**Work to complete**
Below are the records. Restate word for word every line from the one that contains "mark: the innermost point of each instance of the yellow" through the final line, both included.

===== Dataset content =====

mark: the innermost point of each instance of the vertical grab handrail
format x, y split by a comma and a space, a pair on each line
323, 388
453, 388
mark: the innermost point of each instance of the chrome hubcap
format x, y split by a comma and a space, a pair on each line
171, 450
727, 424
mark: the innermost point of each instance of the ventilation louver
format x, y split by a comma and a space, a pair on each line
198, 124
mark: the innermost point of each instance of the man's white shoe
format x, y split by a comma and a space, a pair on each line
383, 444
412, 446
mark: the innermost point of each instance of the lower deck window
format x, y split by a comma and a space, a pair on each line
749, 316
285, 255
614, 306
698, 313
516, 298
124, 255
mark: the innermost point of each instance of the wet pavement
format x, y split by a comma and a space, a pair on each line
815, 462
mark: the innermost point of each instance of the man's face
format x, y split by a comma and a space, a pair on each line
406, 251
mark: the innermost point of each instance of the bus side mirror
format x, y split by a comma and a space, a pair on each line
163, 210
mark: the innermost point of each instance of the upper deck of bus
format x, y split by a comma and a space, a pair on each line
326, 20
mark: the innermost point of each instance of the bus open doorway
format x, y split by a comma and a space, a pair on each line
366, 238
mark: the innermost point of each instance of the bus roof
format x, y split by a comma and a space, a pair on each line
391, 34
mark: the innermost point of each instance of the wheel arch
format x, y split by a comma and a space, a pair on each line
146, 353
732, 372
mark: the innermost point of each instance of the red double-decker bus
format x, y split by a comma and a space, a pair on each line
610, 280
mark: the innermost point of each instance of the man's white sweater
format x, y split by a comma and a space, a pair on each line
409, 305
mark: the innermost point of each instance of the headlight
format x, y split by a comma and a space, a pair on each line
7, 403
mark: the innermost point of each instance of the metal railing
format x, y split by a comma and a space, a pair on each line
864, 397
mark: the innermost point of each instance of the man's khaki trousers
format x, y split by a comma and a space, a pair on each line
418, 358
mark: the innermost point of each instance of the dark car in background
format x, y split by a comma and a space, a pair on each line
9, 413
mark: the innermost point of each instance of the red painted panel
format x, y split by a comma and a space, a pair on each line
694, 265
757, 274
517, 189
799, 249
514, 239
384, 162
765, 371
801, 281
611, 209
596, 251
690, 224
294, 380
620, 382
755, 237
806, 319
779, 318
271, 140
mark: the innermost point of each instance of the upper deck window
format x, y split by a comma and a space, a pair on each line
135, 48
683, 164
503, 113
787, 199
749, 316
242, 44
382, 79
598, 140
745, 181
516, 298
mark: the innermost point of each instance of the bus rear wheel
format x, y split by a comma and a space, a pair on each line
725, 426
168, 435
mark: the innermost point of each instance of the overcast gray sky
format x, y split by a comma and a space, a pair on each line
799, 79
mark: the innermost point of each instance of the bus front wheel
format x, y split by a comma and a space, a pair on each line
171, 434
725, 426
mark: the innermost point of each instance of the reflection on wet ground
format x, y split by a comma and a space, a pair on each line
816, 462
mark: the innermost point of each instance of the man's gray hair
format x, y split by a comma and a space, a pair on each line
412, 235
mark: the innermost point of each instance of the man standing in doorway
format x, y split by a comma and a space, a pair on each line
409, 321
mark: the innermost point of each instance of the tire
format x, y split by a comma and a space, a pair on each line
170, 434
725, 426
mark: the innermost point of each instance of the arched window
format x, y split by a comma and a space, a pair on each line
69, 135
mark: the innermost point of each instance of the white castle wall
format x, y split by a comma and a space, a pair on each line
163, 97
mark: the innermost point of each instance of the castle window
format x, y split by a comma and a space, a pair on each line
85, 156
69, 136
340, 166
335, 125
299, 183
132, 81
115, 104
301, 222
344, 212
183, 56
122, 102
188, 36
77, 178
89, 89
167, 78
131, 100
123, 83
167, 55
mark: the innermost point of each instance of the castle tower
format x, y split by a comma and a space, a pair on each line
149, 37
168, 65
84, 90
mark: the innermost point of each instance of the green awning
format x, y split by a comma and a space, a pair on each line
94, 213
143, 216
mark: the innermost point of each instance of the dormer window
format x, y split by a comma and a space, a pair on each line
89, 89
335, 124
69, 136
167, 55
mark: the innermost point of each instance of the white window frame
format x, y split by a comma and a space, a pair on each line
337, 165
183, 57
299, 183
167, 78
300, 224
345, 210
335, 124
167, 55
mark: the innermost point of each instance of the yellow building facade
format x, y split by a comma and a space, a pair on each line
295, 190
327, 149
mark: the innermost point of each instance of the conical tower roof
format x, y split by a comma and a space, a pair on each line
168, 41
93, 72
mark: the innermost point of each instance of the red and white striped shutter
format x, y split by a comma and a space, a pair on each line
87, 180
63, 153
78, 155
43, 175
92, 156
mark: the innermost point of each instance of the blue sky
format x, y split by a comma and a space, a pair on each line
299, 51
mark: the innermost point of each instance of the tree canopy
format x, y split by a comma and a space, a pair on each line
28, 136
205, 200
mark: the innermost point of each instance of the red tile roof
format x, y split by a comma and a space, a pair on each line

=====

**Reply**
mark: the innermost point of each instance of the yellow building facade
format x, y split by a comma and a space, a pair on each line
295, 190
327, 149
mark: the innermost point of each instance of the conical tower roof
format x, y split by a comma and a space, a pair on each line
168, 41
93, 72
mark: the innermost point of each instance of the red and white striped shutter
format x, y split by a comma and a space, a pair on each line
87, 180
63, 153
78, 155
43, 175
92, 156
mark: the innermost point of each instance of the blue sky
format x, y split by a comma and a space, a pair on each line
299, 51
mark: the innermost point of each instance of the tree canopy
format x, y split by a comma and a space, a pair on each line
28, 136
205, 200
mark: the innermost point of each instance of the red tile roof
format x, y split by a comma and a space, a pair on each line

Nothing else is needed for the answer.